The input:

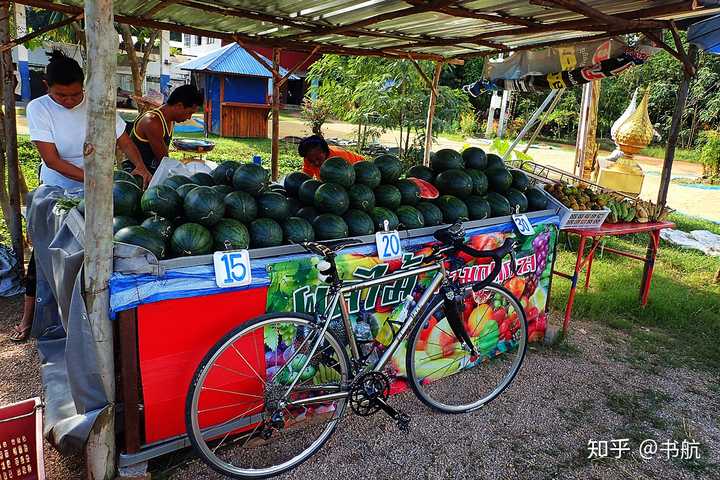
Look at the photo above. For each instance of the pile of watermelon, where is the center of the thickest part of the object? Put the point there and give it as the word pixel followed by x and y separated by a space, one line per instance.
pixel 237 207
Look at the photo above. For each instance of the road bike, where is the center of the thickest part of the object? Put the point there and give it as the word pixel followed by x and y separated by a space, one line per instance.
pixel 269 394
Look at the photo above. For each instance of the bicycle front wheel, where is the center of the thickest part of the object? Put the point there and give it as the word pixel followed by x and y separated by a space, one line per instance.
pixel 441 369
pixel 244 417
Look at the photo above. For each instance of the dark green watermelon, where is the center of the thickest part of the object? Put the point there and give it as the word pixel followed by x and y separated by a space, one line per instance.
pixel 422 172
pixel 410 217
pixel 499 206
pixel 204 205
pixel 329 226
pixel 390 168
pixel 478 207
pixel 361 197
pixel 380 214
pixel 142 237
pixel 160 225
pixel 306 192
pixel 475 157
pixel 331 198
pixel 265 232
pixel 446 159
pixel 367 173
pixel 499 179
pixel 161 200
pixel 387 196
pixel 337 170
pixel 293 181
pixel 126 198
pixel 298 230
pixel 454 182
pixel 229 234
pixel 409 192
pixel 359 223
pixel 240 206
pixel 453 209
pixel 191 239
pixel 250 178
pixel 273 205
pixel 431 214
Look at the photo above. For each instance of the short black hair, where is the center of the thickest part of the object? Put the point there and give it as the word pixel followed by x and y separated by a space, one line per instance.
pixel 63 70
pixel 188 95
pixel 311 143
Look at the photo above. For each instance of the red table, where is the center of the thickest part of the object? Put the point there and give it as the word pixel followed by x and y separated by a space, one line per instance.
pixel 612 230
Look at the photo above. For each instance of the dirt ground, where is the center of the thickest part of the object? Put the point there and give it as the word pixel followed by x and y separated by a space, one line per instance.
pixel 593 387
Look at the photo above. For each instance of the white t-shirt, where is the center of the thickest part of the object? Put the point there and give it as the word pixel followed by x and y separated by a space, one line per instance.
pixel 66 128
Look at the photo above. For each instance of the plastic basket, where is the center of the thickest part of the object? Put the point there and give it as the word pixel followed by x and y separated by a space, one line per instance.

Instructions to follow: Rewrite all the entries with "thickest part" swapped for "widest part" everywhere it occurs, keeping everything else the same. Omit the pictures.

Answer in full:
Look at the photo above. For each instance of the pile of watermelon, where is the center of the widest part of the object? Put the point there and give it as the word pixel followed by x and y separated by a space, one line per instance.
pixel 237 207
Look at the photo above. For each instance of the road bike, where is the center of the widest part of the object? Put the point there and give it as the word pixel followed by x and y separated by a space, one line per instance.
pixel 269 394
Look at the photo above. For each instance of the bicycle front wheel, where is the center of the widest part of the object? Put the point there and give it as the word pixel followed by x and y separated by a space, one line per instance.
pixel 441 369
pixel 244 417
Look at the photo above. For each instance of the dark green watermelon, where is the center of the widest part of the object? Put the point there and give it as the word pixel followed by x and y separated by a space, one line per instance.
pixel 422 172
pixel 410 217
pixel 499 206
pixel 204 205
pixel 329 226
pixel 390 168
pixel 478 207
pixel 361 197
pixel 380 214
pixel 142 237
pixel 160 225
pixel 306 192
pixel 475 157
pixel 331 198
pixel 265 232
pixel 446 159
pixel 367 173
pixel 499 179
pixel 161 200
pixel 387 196
pixel 337 170
pixel 293 181
pixel 126 198
pixel 298 230
pixel 454 182
pixel 229 234
pixel 409 192
pixel 359 223
pixel 240 206
pixel 453 209
pixel 191 239
pixel 250 178
pixel 273 205
pixel 431 214
Look at the photo above. For each instance of the short black hair, where is the center of the widest part of the object? Put the point there and give it as the word pixel followed by x and y separated by a space, one line per instance.
pixel 63 70
pixel 188 95
pixel 311 143
Look at the photo above. For each instance of the red table, where is the center of the widest part of the object? Put the point there and give it as the word pixel followed by x and y separated by a space, one line per instance.
pixel 612 230
Look at the photo above. For each instance of the dirt ground, where is the center of the widest part of the object? Put the point there and give it as the word pixel followed by x and y separated by a space, one line per instance.
pixel 593 387
Look at the photo above. For each instance of the white t-shirt, where is the center of the widest part of the object? Put the point there and give it as the word pixel followed by x and y separated by a space, one line per instance.
pixel 66 128
Look at the photo above. For each instance of the plastic basket, where is the center of the widest part of the object? Put the point there and give it as the word pixel followed by x and y separated by a space, one line per instance.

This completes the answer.